Rows:
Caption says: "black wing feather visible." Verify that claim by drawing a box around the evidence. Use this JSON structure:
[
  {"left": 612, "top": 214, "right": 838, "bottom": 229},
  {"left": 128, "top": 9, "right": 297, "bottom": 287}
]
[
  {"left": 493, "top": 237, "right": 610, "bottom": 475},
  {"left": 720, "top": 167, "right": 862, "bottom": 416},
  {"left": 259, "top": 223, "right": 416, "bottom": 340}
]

Problem:
Which lines of the data above contain the word "left"? Gather each of them in full, treating uppercase and lowercase as different.

Answer to the problem:
  {"left": 612, "top": 214, "right": 838, "bottom": 229},
  {"left": 128, "top": 9, "right": 297, "bottom": 287}
  {"left": 493, "top": 237, "right": 610, "bottom": 475},
  {"left": 720, "top": 167, "right": 862, "bottom": 416},
  {"left": 259, "top": 223, "right": 416, "bottom": 340}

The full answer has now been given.